Exercise inputs:
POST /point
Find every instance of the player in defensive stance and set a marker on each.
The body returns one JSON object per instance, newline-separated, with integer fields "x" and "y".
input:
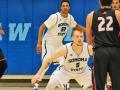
{"x": 74, "y": 65}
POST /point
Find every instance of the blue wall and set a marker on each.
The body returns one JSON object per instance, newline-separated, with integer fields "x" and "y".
{"x": 21, "y": 19}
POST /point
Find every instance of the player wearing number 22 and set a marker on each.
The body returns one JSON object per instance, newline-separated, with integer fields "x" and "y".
{"x": 74, "y": 65}
{"x": 102, "y": 31}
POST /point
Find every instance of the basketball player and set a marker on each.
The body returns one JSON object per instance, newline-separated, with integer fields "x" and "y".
{"x": 102, "y": 31}
{"x": 74, "y": 65}
{"x": 116, "y": 5}
{"x": 57, "y": 25}
{"x": 3, "y": 64}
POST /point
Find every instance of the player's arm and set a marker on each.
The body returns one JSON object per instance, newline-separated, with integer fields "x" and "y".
{"x": 47, "y": 24}
{"x": 118, "y": 16}
{"x": 40, "y": 34}
{"x": 81, "y": 28}
{"x": 1, "y": 31}
{"x": 47, "y": 62}
{"x": 74, "y": 24}
{"x": 89, "y": 37}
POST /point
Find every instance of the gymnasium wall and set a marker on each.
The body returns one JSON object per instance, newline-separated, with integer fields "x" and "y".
{"x": 21, "y": 20}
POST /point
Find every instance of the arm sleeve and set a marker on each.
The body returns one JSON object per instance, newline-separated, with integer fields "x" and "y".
{"x": 51, "y": 21}
{"x": 73, "y": 22}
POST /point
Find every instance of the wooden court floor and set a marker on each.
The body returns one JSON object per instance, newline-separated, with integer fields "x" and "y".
{"x": 22, "y": 82}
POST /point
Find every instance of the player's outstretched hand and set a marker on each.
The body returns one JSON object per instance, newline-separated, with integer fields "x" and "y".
{"x": 39, "y": 48}
{"x": 36, "y": 79}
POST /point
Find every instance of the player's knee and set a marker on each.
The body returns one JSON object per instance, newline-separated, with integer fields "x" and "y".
{"x": 50, "y": 86}
{"x": 3, "y": 66}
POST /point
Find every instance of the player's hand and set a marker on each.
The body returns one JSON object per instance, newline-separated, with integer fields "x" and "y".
{"x": 1, "y": 32}
{"x": 36, "y": 79}
{"x": 90, "y": 50}
{"x": 39, "y": 47}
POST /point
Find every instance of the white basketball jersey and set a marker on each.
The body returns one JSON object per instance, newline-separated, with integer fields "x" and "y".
{"x": 57, "y": 27}
{"x": 76, "y": 63}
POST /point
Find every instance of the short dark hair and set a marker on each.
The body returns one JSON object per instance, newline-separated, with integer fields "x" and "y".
{"x": 65, "y": 1}
{"x": 106, "y": 2}
{"x": 76, "y": 28}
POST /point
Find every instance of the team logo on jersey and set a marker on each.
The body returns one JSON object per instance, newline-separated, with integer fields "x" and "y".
{"x": 71, "y": 55}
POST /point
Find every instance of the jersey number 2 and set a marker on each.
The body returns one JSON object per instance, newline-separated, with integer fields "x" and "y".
{"x": 107, "y": 27}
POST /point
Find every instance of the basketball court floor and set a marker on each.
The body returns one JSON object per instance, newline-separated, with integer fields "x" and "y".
{"x": 22, "y": 82}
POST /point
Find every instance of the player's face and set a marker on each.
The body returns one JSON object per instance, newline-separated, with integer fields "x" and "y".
{"x": 78, "y": 38}
{"x": 65, "y": 7}
{"x": 115, "y": 4}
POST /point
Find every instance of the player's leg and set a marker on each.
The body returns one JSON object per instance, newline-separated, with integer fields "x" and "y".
{"x": 85, "y": 79}
{"x": 58, "y": 79}
{"x": 114, "y": 68}
{"x": 108, "y": 83}
{"x": 101, "y": 58}
{"x": 3, "y": 63}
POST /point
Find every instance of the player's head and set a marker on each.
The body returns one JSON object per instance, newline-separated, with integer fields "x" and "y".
{"x": 106, "y": 2}
{"x": 77, "y": 36}
{"x": 65, "y": 6}
{"x": 115, "y": 4}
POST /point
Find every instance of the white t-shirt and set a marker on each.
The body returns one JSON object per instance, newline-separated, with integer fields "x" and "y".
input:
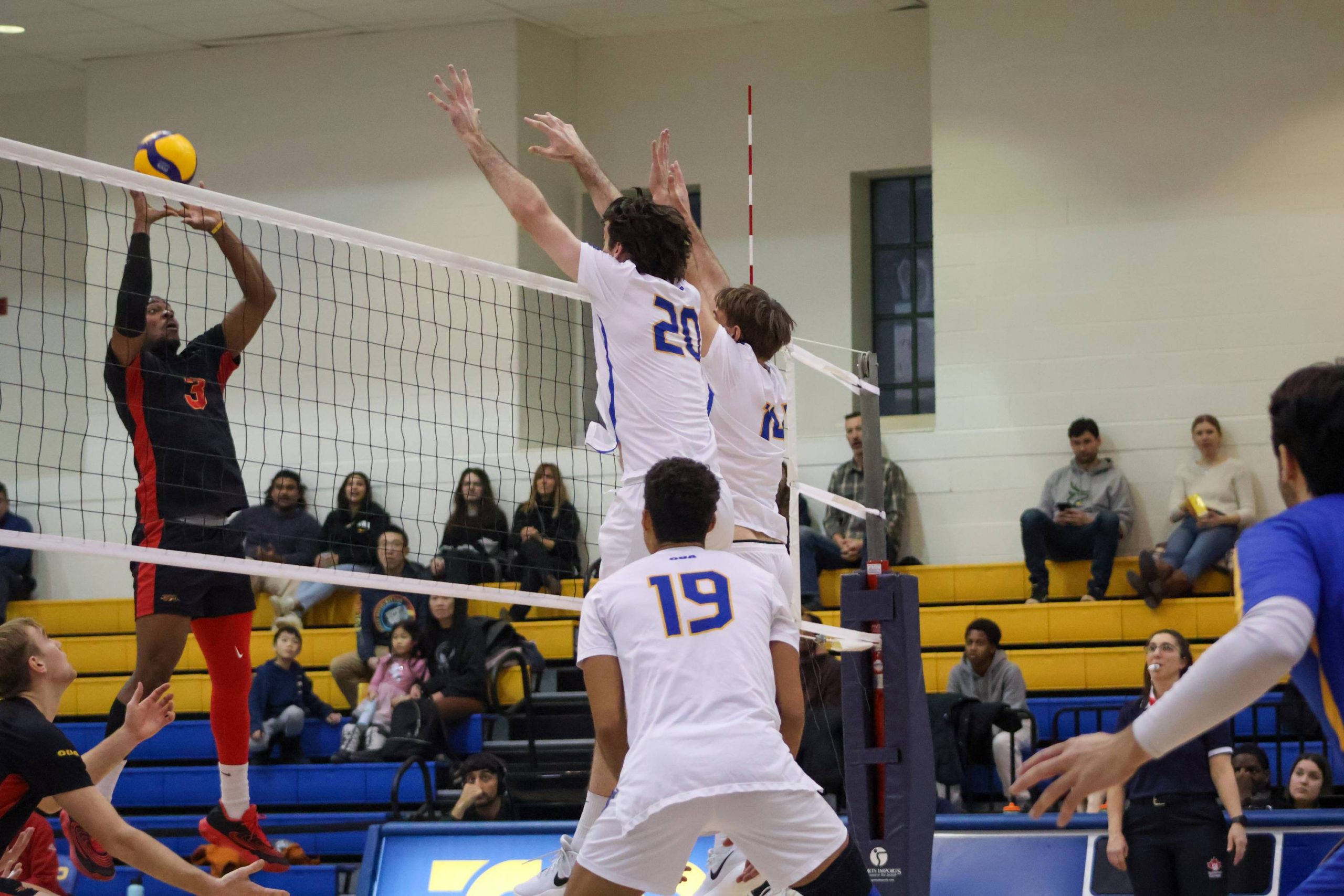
{"x": 667, "y": 620}
{"x": 748, "y": 413}
{"x": 651, "y": 392}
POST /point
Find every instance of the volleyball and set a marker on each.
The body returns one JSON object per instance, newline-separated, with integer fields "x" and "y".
{"x": 167, "y": 155}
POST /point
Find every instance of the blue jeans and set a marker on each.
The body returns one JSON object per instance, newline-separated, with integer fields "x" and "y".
{"x": 816, "y": 553}
{"x": 1193, "y": 550}
{"x": 1045, "y": 539}
{"x": 312, "y": 593}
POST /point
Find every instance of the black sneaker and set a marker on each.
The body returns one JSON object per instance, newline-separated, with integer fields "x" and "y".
{"x": 85, "y": 852}
{"x": 244, "y": 836}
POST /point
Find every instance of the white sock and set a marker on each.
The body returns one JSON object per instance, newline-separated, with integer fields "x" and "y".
{"x": 233, "y": 790}
{"x": 109, "y": 782}
{"x": 593, "y": 806}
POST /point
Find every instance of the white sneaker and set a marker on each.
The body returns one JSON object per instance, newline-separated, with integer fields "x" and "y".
{"x": 554, "y": 878}
{"x": 722, "y": 870}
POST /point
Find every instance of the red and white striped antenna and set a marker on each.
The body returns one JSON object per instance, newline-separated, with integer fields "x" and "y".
{"x": 750, "y": 208}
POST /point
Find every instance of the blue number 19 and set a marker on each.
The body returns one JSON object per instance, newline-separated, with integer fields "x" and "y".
{"x": 694, "y": 589}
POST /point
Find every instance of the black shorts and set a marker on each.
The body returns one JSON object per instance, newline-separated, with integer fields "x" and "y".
{"x": 200, "y": 594}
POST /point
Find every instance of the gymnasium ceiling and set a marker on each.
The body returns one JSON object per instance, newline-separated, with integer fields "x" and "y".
{"x": 64, "y": 35}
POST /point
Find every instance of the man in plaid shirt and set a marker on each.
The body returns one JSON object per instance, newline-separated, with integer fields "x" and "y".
{"x": 843, "y": 544}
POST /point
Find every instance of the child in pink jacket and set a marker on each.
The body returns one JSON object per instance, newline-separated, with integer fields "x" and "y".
{"x": 394, "y": 678}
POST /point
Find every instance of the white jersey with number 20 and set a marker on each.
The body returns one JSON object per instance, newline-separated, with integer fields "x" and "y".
{"x": 651, "y": 392}
{"x": 692, "y": 630}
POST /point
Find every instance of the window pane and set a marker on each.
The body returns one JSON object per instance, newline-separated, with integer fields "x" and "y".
{"x": 891, "y": 281}
{"x": 896, "y": 366}
{"x": 924, "y": 210}
{"x": 924, "y": 280}
{"x": 891, "y": 212}
{"x": 897, "y": 400}
{"x": 925, "y": 347}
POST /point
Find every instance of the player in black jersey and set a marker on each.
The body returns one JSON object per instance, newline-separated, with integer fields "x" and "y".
{"x": 41, "y": 769}
{"x": 171, "y": 398}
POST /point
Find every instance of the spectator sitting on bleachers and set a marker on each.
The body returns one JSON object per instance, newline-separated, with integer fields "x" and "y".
{"x": 1085, "y": 511}
{"x": 1251, "y": 765}
{"x": 15, "y": 563}
{"x": 475, "y": 536}
{"x": 988, "y": 675}
{"x": 281, "y": 531}
{"x": 281, "y": 698}
{"x": 1308, "y": 782}
{"x": 400, "y": 671}
{"x": 843, "y": 544}
{"x": 349, "y": 541}
{"x": 380, "y": 612}
{"x": 1213, "y": 500}
{"x": 41, "y": 866}
{"x": 455, "y": 648}
{"x": 546, "y": 536}
{"x": 484, "y": 790}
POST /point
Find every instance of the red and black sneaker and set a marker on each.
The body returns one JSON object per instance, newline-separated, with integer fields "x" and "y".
{"x": 85, "y": 852}
{"x": 244, "y": 835}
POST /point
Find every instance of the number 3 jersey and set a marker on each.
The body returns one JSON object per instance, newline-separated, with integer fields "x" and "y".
{"x": 172, "y": 405}
{"x": 647, "y": 339}
{"x": 692, "y": 629}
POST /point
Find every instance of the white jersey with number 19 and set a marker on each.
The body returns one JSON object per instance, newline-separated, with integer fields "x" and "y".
{"x": 651, "y": 392}
{"x": 687, "y": 624}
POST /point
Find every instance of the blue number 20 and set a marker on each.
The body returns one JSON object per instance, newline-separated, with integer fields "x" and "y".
{"x": 694, "y": 590}
{"x": 662, "y": 330}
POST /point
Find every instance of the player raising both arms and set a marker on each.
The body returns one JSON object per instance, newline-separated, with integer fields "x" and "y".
{"x": 1289, "y": 583}
{"x": 654, "y": 640}
{"x": 171, "y": 400}
{"x": 651, "y": 393}
{"x": 41, "y": 769}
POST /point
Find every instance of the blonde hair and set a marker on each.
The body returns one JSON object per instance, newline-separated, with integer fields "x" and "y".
{"x": 558, "y": 499}
{"x": 17, "y": 647}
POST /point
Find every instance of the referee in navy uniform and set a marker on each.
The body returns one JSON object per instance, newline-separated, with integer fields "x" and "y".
{"x": 1172, "y": 837}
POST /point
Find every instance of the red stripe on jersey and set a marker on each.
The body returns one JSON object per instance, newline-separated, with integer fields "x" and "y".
{"x": 13, "y": 789}
{"x": 227, "y": 364}
{"x": 148, "y": 489}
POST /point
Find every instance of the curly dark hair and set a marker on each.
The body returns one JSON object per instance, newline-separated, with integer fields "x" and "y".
{"x": 1307, "y": 416}
{"x": 654, "y": 237}
{"x": 680, "y": 496}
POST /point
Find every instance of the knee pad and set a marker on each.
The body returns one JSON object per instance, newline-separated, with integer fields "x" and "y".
{"x": 846, "y": 876}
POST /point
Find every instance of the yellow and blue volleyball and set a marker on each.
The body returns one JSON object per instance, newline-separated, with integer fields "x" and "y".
{"x": 167, "y": 155}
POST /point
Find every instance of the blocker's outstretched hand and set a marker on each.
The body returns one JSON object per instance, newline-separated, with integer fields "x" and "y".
{"x": 1084, "y": 765}
{"x": 147, "y": 716}
{"x": 459, "y": 102}
{"x": 563, "y": 141}
{"x": 237, "y": 883}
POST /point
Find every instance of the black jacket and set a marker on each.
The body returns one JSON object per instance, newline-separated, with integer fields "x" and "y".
{"x": 354, "y": 536}
{"x": 562, "y": 529}
{"x": 456, "y": 656}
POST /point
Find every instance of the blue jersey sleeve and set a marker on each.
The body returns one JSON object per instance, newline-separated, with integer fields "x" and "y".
{"x": 1276, "y": 559}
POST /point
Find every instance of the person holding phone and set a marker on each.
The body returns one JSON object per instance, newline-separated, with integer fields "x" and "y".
{"x": 1222, "y": 491}
{"x": 1085, "y": 511}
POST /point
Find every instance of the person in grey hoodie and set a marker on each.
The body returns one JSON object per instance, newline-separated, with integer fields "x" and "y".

Exercise: Could you repeat, exactly and with nothing added, the lines from the top of the entries above through the line that holds "Find every instance of the blue wall", leaving out any pictures?

Response box:
POST /point
Find every instance of the player in defensive stance and set a marker on each.
The body returns one JSON object per instance, newline-separated, with integer fields "x" and "y".
input:
{"x": 74, "y": 65}
POST /point
Find every instance of the blue wall and set a marker on each.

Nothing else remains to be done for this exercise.